▶ [Problem to solve] State how many lines of the material below contain the word "every". Case counts, so reply with the number alone.

▶ [Dataset content]
- - - - - - -
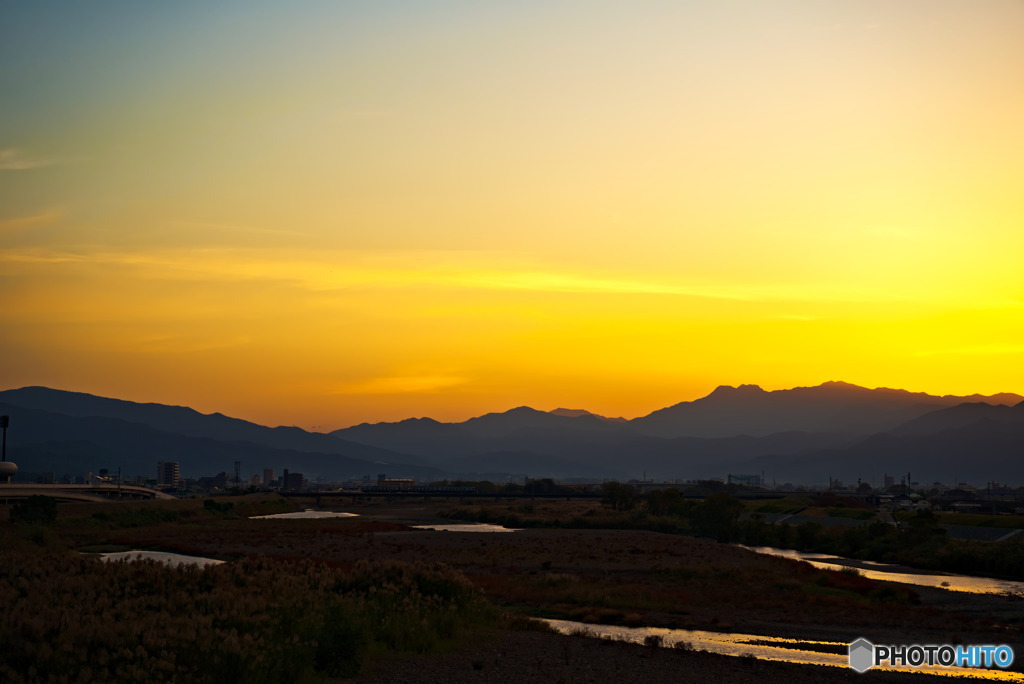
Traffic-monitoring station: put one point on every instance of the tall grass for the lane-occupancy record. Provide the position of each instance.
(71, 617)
- - - - - - -
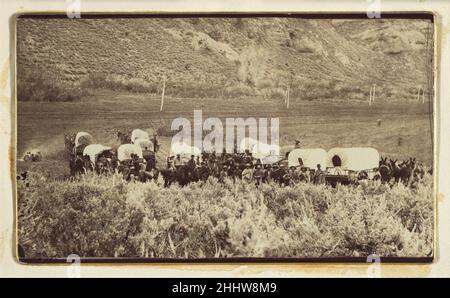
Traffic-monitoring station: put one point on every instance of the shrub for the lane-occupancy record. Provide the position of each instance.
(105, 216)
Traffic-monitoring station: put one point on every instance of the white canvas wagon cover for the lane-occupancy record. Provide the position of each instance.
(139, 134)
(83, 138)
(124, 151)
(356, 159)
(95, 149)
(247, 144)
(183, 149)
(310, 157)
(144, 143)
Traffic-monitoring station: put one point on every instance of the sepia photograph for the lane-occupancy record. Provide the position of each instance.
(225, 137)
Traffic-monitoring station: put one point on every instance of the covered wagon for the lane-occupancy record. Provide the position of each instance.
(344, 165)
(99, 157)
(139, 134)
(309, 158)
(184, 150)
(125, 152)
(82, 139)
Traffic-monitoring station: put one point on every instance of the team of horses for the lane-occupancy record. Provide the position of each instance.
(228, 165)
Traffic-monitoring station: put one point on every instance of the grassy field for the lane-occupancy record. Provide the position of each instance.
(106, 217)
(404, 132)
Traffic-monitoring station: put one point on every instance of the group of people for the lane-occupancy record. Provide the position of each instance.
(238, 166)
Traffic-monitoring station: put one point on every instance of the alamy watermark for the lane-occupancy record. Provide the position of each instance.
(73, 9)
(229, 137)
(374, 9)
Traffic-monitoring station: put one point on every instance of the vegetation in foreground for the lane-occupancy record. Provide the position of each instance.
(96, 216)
- - - - - - -
▶ [Result below] 10